- _Selected passage_:
I agree with you that xmas is a pagan celebration.  

I just want to know if you realize that what you are basically saying is that:  you have been inspired by god as to the validity of the KJV and anybody that disagrees with you is obviously not a REAL Christian?


----------



## PJason (Dec 22, 2008)

If you want a response fine

You have set yourself up as judge, jury, and executioner of what God wants, who is and who is not going to He ll, and how to interpret scripture ( and yes I know the Holy Spirit interprets for you, well I believe the same thing, and so does everyone else on this board who either agrees or disagrees with you). You have become Pope Bruce. Go back read you have not answered anything either, we both answered the main question of this thread earlier. Yes I believe Christmas is a Holy Day and was instituted by God through His Church. You do not. I do not need to answer beyond that.

I hope you have a Merry Christmas and celebrate Christ everyday 

Dóminus vobíscum


----------



## Big10point (Dec 22, 2008)

ambush80 said:


> hey 10Pt,
> 
> I agree with you that xmas is a pagan celebration.
> 
> I just want to know if you realize that what you are basically saying is that:  you have been inspired by god as to the validity of the KJV and anybody that disagrees with you is obviously not a REAL Christian?



I am as uninspired as you can get and deserving of helll. I never said that if people use another Bible besides the KJ, they are not a Christian...  thats crazy.  If you research the Bibles you will find that the KJ is the closest to the original manuscripts.  So why use a different Bible? Satan is doing what he can to mislead people and offering all of these different versions is another way to deceive.  If somebody disagrees with me, that means nothing... but if they disagree with the Word of God... thats a different story.


----------



## Big10point (Dec 22, 2008)

PJason said:


> If you want a response fine
> 
> You have set yourself up as judge, jury, and executioner of what God wants, who is and who is not going to He ll, and how to interpret scripture ( and yes I know the Holy Spirit interprets for you, well I believe the same thing, and so does everyone else on this board who either agrees or disagrees with you). You have become Pope Bruce.  Go back read you have not answered anything either, we both answered the main question of this thread earlier. Yes I believe Christmas is a Holy Day and was instituted by God through His Church. You do not. I do not need to answer beyond that.
> 
> ...


----------



## SHMELTON (Dec 22, 2008)

PJ, you ask about god letting us celebrating pagan rituals? Do you know why Arron did not get to see the holy land, nor Moses got to step foot in it?  your answer lies in the reason fo this.


----------



## SHMELTON (Dec 22, 2008)

Here is a little more proof that god does not agree with the holiday.

Thus saith the LORD, Learn not the way of the heathen, and be not dismayed at the signs of heaven; for the heathen are dismayed at them.

- _Data shown_:
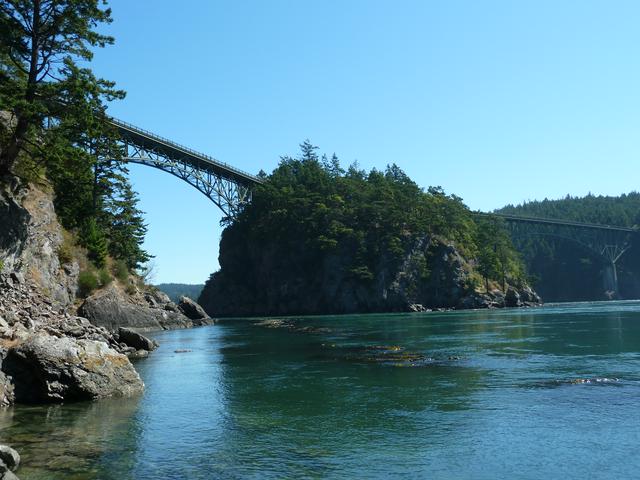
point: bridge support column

- _What the task requires_:
Translate this sentence from the Christmas thread into Spanish: "Yes I believe Christmas is a Holy Day and was instituted by God through His Church." Work only from the Christmas thread.

- _Task result_:
Sí, creo que la Navidad es un Día Santo y que fue instituida por Dios a través de Su Iglesia.